## PASSAGE PROVIDED
Core Concepts

This page explains the ideas and components that make PostGuard work.

Identity-Based Encryption (IBE)

In traditional encryption (like PGP or S/MIME), every user generates a key pair: a public key for encryption and a private key for decryption. The sender must find the recipient's public key before they can encrypt anything.

Identity-Based Encryption flips this around. The recipient's identity is their public key. That identity can be any verified attribute from a digital wallet: an email address, a name, a BSN (citizen service number), or any other attribute. Anyone who knows the attribute can encrypt for that person immediately.

The private key (the decryption key) does not exist ahead of time. It is generated on demand by a trusted server called the PKG, but only after the recipient proves they own the identity.

Traditional encryption:
  Sender looks up recipient's public key --> encrypts --> sends
  Recipient uses their private key --> decrypts

Identity-Based Encryption:
  Sender uses recipient's email address + Master Public Key --> encrypts --> sends
  Recipient proves identity --> receives decryption key from PKG --> decrypts

No coordination needed

The sender never needs to look anything up or coordinate with the recipient. Encryption only requires knowing a recipient's identity attribute and the system-wide Master Public Key.

Cryptographic details

PostGuard uses the CGW Anonymous IBE scheme (variant CGWKV) with multi-recipient key encapsulation (MKEM), built on the BLS12-381 elliptic curve. This provides approximately 120-bit security. Identities are derived by hashing policies (attribute types, values, and a timestamp) with SHA3-512 using domain separation.

Symmetric encryption uses AES-128-GCM (matching the BLS12-381 security level). The SDK supports both in-memory and streaming encryption, with streaming using 256 KiB chunks by default.

PKG (Private Key Generator)

The PKG is a trusted server at the center of the PostGuard system. It has two jobs:

1. Publish the Master Public Key (MPK): a system-wide parameter that anyone can fetch. Senders combine this with the recipient's identity to encrypt data.
2. Issue User Secret Keys (USKs): per-recipient decryption keys. When a recipient proves their identity, the PKG derives a USK from its Master Secret Key and hands it to the recipient.

## DATA LINES
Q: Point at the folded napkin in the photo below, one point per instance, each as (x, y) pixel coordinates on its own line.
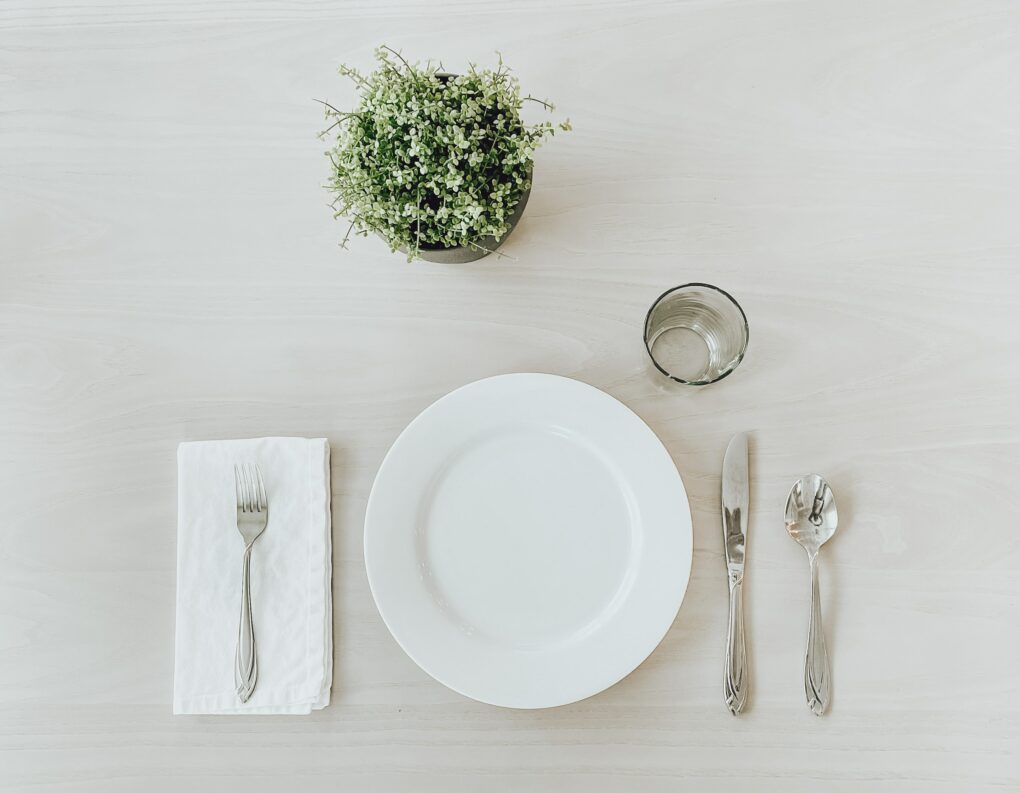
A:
(291, 570)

## WHAT YOU ARE ASKED TO DO
Reproduce word for word the part of the PostGuard core concepts page above, from "Identity-Based Encryption flips" to "that person immediately.".

## ANSWER
Identity-Based Encryption flips this around. The recipient's identity is their public key. That identity can be any verified attribute from a digital wallet: an email address, a name, a BSN (citizen service number), or any other attribute. Anyone who knows the attribute can encrypt for that person immediately.